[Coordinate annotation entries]
────

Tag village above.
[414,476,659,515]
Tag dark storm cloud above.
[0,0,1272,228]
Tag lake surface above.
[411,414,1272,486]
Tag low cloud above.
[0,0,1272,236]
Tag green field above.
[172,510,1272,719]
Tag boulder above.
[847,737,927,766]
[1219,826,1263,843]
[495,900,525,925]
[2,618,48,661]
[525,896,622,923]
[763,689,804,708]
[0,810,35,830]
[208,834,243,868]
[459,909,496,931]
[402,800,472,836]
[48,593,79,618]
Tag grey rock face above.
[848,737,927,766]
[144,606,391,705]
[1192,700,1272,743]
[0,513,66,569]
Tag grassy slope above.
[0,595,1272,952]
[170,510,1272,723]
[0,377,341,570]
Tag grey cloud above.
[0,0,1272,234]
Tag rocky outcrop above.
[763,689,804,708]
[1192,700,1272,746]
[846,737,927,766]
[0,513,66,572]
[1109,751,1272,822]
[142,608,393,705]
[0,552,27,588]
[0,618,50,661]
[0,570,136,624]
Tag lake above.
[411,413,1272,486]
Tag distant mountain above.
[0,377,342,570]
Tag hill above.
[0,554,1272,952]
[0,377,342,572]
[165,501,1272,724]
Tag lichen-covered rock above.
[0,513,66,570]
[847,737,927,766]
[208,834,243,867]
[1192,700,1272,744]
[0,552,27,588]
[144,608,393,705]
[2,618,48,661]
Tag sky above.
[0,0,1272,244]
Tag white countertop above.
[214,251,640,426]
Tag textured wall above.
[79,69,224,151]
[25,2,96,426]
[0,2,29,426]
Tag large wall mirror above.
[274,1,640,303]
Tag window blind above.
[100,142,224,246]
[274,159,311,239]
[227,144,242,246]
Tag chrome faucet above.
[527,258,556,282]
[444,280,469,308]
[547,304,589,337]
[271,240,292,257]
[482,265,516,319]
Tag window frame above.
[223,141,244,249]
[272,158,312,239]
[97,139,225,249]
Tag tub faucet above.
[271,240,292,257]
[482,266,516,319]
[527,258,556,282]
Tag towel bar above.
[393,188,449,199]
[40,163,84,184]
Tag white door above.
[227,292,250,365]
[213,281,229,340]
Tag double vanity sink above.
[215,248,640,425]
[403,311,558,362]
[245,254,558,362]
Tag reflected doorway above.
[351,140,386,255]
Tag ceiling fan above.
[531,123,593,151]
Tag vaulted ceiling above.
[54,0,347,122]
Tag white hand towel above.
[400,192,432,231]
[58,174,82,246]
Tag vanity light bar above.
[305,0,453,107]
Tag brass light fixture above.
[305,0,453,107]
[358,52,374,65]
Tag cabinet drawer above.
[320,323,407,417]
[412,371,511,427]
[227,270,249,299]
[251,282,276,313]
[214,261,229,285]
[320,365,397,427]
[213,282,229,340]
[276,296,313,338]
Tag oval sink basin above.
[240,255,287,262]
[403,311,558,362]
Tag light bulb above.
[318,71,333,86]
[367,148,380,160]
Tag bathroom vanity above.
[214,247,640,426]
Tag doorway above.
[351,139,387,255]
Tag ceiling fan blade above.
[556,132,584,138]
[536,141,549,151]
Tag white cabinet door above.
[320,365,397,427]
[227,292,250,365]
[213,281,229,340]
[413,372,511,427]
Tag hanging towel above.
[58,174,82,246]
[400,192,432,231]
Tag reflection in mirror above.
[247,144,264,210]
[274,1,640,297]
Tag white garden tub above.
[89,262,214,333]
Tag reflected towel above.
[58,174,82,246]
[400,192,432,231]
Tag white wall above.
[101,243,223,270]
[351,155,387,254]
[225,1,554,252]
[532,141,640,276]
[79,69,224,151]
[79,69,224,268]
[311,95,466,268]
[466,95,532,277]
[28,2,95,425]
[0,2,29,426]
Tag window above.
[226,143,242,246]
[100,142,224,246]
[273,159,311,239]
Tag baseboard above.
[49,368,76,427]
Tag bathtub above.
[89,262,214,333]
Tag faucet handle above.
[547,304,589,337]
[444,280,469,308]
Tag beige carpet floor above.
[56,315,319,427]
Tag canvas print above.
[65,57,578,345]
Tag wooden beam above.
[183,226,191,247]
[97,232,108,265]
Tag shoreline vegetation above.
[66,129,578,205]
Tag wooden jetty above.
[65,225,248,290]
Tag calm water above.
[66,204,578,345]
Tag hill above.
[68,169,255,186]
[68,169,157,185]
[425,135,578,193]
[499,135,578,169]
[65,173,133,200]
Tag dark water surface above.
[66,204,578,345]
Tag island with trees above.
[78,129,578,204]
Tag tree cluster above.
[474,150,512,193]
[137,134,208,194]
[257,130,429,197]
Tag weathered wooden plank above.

────

**Stated task:** Copy all of the records above word for word, keeping every line in its original order.

**Task result:**
Tag village above.
[414,476,659,515]
Tag dark storm cloud above.
[0,0,1272,228]
Tag lake surface above.
[411,414,1272,486]
Tag low cloud above.
[0,0,1272,236]
Tag green field above.
[172,510,1272,719]
Tag boulder above.
[847,737,927,766]
[1219,826,1263,843]
[495,900,525,925]
[2,618,48,661]
[525,896,622,923]
[763,689,804,708]
[0,810,35,830]
[208,834,243,868]
[459,909,496,931]
[402,800,472,836]
[48,593,79,618]
Tag grey rock face above.
[848,737,927,766]
[144,606,391,705]
[1192,700,1272,743]
[0,513,66,569]
Tag grassy slope above.
[0,595,1272,952]
[170,510,1272,723]
[0,377,341,570]
Tag grey cloud above.
[0,0,1272,234]
Tag rocky outcrop above.
[763,689,804,708]
[1192,700,1272,746]
[846,737,927,766]
[0,513,66,572]
[1109,751,1272,822]
[142,608,393,705]
[0,552,27,588]
[0,618,50,661]
[0,570,136,624]
Tag lake above.
[411,413,1272,486]
Tag distant mountain above.
[0,377,342,570]
Tag hill above.
[0,554,1272,952]
[0,377,342,572]
[165,501,1272,724]
Tag lichen-covered rock above.
[0,513,66,570]
[847,737,927,766]
[208,834,243,867]
[1192,700,1272,744]
[0,552,27,588]
[144,608,393,705]
[2,618,48,661]
Tag sky above.
[0,0,1272,244]
Tag white countertop above.
[214,251,640,426]
Tag textured wall above.
[79,69,224,151]
[25,2,96,426]
[0,2,29,426]
Tag large wall mirror above.
[274,1,640,303]
Tag window blind above.
[100,142,224,246]
[274,159,311,239]
[227,144,242,246]
Tag chrome faucet above.
[527,258,556,282]
[444,280,469,308]
[547,304,589,337]
[271,240,292,257]
[482,265,516,319]
Tag window frame above.
[223,141,244,249]
[272,158,312,239]
[97,139,225,249]
Tag tub faucet above.
[271,240,292,257]
[482,266,516,319]
[527,258,556,282]
Tag towel bar above.
[393,188,449,199]
[40,163,84,184]
Tag white door above.
[227,292,250,365]
[213,281,229,340]
Tag double vanity sink above.
[215,248,640,425]
[403,311,558,362]
[245,254,558,362]
Tag reflected doorway above.
[351,140,386,255]
Tag ceiling fan above.
[531,123,593,151]
Tag vaulted ceiling above.
[54,0,347,122]
Tag white hand towel above.
[400,192,432,231]
[58,174,82,246]
Tag vanity light bar above.
[305,0,453,107]
Tag brass light fixture above.
[305,0,453,107]
[358,52,374,65]
Tag cabinet drawer above.
[320,323,407,417]
[412,371,511,427]
[227,270,249,299]
[251,282,276,313]
[214,261,229,285]
[320,365,397,427]
[213,282,229,340]
[276,296,313,338]
Tag oval sink basin above.
[240,255,287,262]
[403,311,558,362]
Tag light bulb above.
[318,71,333,86]
[367,148,380,160]
Tag bathroom vanity above.
[214,247,640,426]
Tag doorway above.
[351,139,387,255]
Tag ceiling fan blade above.
[556,132,584,138]
[536,141,549,151]
Tag white cabinet door above.
[320,365,397,427]
[227,292,250,365]
[213,281,229,340]
[413,372,511,427]
Tag hanging towel above.
[58,174,82,246]
[400,192,432,231]
Tag reflection in mirror above.
[247,144,264,210]
[274,1,640,297]
Tag white garden tub above.
[89,262,214,333]
Tag reflected towel above.
[58,174,82,246]
[400,192,432,231]
Tag white wall above.
[101,243,223,270]
[351,155,387,254]
[225,1,554,252]
[532,141,640,276]
[79,69,224,151]
[79,69,224,268]
[311,95,466,268]
[466,95,532,277]
[28,2,95,425]
[0,2,29,426]
Tag window above.
[226,143,242,246]
[100,142,224,246]
[273,159,311,239]
Tag baseboard above.
[49,368,76,427]
Tag bathtub above.
[89,262,214,333]
Tag faucet handle above.
[547,304,589,337]
[444,280,469,308]
Tag beige carpet floor above.
[56,315,319,427]
Tag canvas print above.
[65,57,578,345]
Tag wooden beam above.
[183,226,191,247]
[97,232,108,265]
Tag shoreline vegetation above.
[66,129,578,205]
Tag wooden jetty above.
[65,225,248,290]
Tag calm water above.
[66,204,578,345]
Tag hill above.
[68,169,255,186]
[68,169,157,185]
[425,135,578,193]
[499,135,578,169]
[65,173,133,200]
Tag dark water surface above.
[66,204,578,345]
Tag island with trees above.
[78,129,578,204]
Tag tree cluster above.
[474,150,512,193]
[137,134,208,194]
[257,130,429,197]
Tag weathered wooden plank above.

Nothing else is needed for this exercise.